Labeled-object pointing entries:
┄┄┄┄┄┄
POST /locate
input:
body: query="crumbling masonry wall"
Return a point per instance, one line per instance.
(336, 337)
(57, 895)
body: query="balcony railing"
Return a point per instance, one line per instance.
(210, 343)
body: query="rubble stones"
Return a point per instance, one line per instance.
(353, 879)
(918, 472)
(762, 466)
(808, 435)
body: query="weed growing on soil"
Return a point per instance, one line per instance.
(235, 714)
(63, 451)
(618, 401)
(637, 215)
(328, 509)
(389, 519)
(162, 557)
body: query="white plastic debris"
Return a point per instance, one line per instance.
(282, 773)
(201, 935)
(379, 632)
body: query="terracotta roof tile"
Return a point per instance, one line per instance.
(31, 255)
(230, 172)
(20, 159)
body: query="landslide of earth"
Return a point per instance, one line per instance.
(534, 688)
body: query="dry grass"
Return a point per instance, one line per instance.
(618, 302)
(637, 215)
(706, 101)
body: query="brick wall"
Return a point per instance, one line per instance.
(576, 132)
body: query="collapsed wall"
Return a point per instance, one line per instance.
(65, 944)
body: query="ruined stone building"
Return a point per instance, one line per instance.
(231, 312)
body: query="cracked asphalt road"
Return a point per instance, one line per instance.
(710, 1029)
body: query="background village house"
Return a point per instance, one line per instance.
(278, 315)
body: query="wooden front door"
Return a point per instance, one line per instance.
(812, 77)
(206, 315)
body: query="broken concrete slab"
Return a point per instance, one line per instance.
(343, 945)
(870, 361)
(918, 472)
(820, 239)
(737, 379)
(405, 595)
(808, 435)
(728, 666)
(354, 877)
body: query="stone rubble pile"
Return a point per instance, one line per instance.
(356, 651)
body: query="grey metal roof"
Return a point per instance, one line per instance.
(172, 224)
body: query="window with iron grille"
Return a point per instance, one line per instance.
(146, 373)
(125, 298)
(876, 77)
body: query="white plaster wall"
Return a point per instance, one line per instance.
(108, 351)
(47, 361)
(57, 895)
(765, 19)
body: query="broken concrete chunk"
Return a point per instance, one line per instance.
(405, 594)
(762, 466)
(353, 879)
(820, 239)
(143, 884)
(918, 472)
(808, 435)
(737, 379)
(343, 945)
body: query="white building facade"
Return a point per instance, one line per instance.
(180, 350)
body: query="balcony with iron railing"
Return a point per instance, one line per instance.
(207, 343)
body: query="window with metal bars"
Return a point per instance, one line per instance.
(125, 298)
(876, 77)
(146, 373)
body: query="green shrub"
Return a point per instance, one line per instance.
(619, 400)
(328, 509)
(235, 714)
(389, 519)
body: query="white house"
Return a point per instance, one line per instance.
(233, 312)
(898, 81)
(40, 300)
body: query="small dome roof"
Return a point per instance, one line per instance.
┄┄┄┄┄┄
Exercise aim: Each record above should be output again exactly.

Exercise result:
POST /locate
input:
body: query="crumbling masonry wall"
Return a point per instance, one line per instance.
(336, 337)
(57, 895)
body: query="balcony railing"
Return a point per instance, one line per instance.
(210, 343)
body: query="rubble stones"
Return a point per instance, one line per instance.
(353, 879)
(918, 472)
(762, 466)
(808, 435)
body: query="weed growing on soil"
Return a point per instance, one line per instance.
(235, 714)
(63, 451)
(618, 401)
(637, 215)
(328, 509)
(389, 519)
(162, 557)
body: query="white plastic debris"
Return a point per instance, one line per instance.
(282, 773)
(201, 935)
(379, 632)
body: query="terracotta roof tile"
Return a point per instance, one line per instance.
(31, 255)
(230, 172)
(20, 159)
body: query="landslide of earth"
Return a point per instance, one line per instance.
(534, 688)
body: query="dry grass"
Return a point per instance, one line per instance.
(618, 302)
(637, 215)
(706, 101)
body: query="brick wall"
Return a point per instance, one line per instance.
(576, 132)
body: query="collapsed wall"
Return a point per instance, one line per instance.
(65, 944)
body: query="ruined stone building"
Return a point per instance, one line per instance.
(231, 312)
body: query="cracked asphalt road"
Return a point per instance, one line per instance.
(710, 1029)
body: query="background village house"
Return a point per instance, one line per instance.
(278, 315)
body: query="wooden front door"
Return a point per instance, one line per instance.
(812, 77)
(206, 315)
body: query="broken concrete slab"
Return a point per instance, one line per instance.
(343, 945)
(870, 361)
(918, 472)
(820, 239)
(737, 379)
(405, 595)
(808, 435)
(728, 666)
(354, 877)
body: query="stone rubble pile"
Return a point per instance, one line per instance.
(356, 651)
body: query="grey metal roof"
Return a point per instance, one line per instance.
(172, 224)
body: query="window with iron grille"
Return a point per instance, one line per instance.
(146, 373)
(125, 298)
(876, 77)
body: query="white plaster wall"
Return a point per instance, one line per instance.
(108, 351)
(47, 361)
(57, 895)
(765, 19)
body: query="broken concrete chunk"
Return a point per instance, one line per instance.
(405, 594)
(762, 466)
(353, 879)
(820, 239)
(143, 884)
(918, 472)
(808, 435)
(737, 379)
(343, 945)
body: query="white building facade"
Return a point per instance, one line per instance.
(180, 350)
body: query="balcony with iron railing"
Return a point per instance, one line per instance.
(207, 343)
body: query="window with metal bars"
Return a point per instance, one line per instance.
(125, 298)
(876, 77)
(146, 373)
body: query="green shrub"
Return a point per instance, one line per instance.
(619, 400)
(328, 509)
(235, 714)
(389, 519)
body: query="white house"
Return a point per instance, one line per instance.
(233, 312)
(898, 81)
(40, 300)
body: query="small dome roof"
Return a point per instance, one line per instance.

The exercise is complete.